(Data for this task):
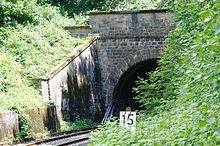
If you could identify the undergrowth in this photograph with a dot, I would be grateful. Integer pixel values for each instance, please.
(182, 95)
(32, 40)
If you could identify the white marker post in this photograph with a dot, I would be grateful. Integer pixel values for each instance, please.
(128, 119)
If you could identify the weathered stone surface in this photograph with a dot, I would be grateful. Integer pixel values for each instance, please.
(8, 124)
(87, 80)
(79, 31)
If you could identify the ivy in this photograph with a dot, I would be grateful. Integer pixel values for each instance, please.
(182, 95)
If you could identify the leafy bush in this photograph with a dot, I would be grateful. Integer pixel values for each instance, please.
(32, 40)
(182, 95)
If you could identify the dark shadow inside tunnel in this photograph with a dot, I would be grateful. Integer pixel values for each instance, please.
(123, 91)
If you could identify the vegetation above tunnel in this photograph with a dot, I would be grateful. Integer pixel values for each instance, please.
(182, 95)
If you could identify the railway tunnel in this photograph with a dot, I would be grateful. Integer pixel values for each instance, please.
(123, 95)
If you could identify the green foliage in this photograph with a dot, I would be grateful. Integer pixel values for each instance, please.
(25, 131)
(182, 95)
(32, 40)
(78, 124)
(79, 9)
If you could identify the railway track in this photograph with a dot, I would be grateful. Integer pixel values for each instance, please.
(80, 138)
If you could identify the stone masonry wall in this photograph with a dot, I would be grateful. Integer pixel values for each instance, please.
(78, 31)
(84, 82)
(127, 38)
(72, 84)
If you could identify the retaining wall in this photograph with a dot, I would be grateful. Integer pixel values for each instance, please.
(72, 84)
(78, 31)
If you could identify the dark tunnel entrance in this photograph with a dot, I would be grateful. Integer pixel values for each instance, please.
(123, 95)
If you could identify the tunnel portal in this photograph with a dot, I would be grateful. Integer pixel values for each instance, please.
(123, 93)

(What needs to be done): The required output is each record above, reproduced exactly, without its pictures.

(Exercise solution):
If you could identify the undergrowth in this photograph with a dot, I would be grateful. Integer pixel values for each instance, please.
(182, 95)
(32, 40)
If you could identify the white marker post in this photograph with a dot, I would be grateful. Integer pixel values for each instance, please.
(128, 119)
If you could identify the weathered stone surface in this photograph with a dot, I would be grateful. Integer pixel values for each instance, please.
(8, 124)
(87, 80)
(79, 31)
If you could identify the ivy in this photograph with a dot, I would be grateful. Integer pixel values for each instance, please.
(182, 95)
If you could identify the leafy bush in this photograph with a dot, I would be grateful. Integer pixel values for each instance, please.
(32, 40)
(182, 95)
If you could identify the dark shadow inside tunnel in this photograph with a dot, I would be grateful. Integer pixel values for each instance, please.
(123, 91)
If you could identify the vegetation above tunnel in this photograph with a dot, I would be grateful. Integer pixel values for each instance, please.
(182, 95)
If you could identify the railway tunnel in this photograph with a dot, I would be grateful. Integer pixel values for each instance, please.
(123, 95)
If you could identify the green foliage in this photograph with a dot, I would be grateful. Integer pixel values for each instance, please.
(25, 131)
(182, 95)
(32, 40)
(78, 124)
(79, 9)
If you could identify the railway track in this photograph with a dot, I would be grateful. Integer pixel values for each instance, please.
(80, 138)
If you could identify the stone masonry wall in this photograph with a dot, I would be grateful. Integer pixel values for each instance, please.
(78, 31)
(84, 82)
(127, 38)
(72, 84)
If you could identify the retaining wall in this photograph with a dot, I would be grateful. Integer pixel values for each instance, please.
(72, 84)
(78, 31)
If you could identify the dark tunnel entrance in this photograph with a dot, I would be grateful. Integer pixel values for each instance, please.
(123, 95)
If you could identify the tunnel portal in this photograph with a dot, I would be grateful. Integer pixel values for each instance, please.
(123, 93)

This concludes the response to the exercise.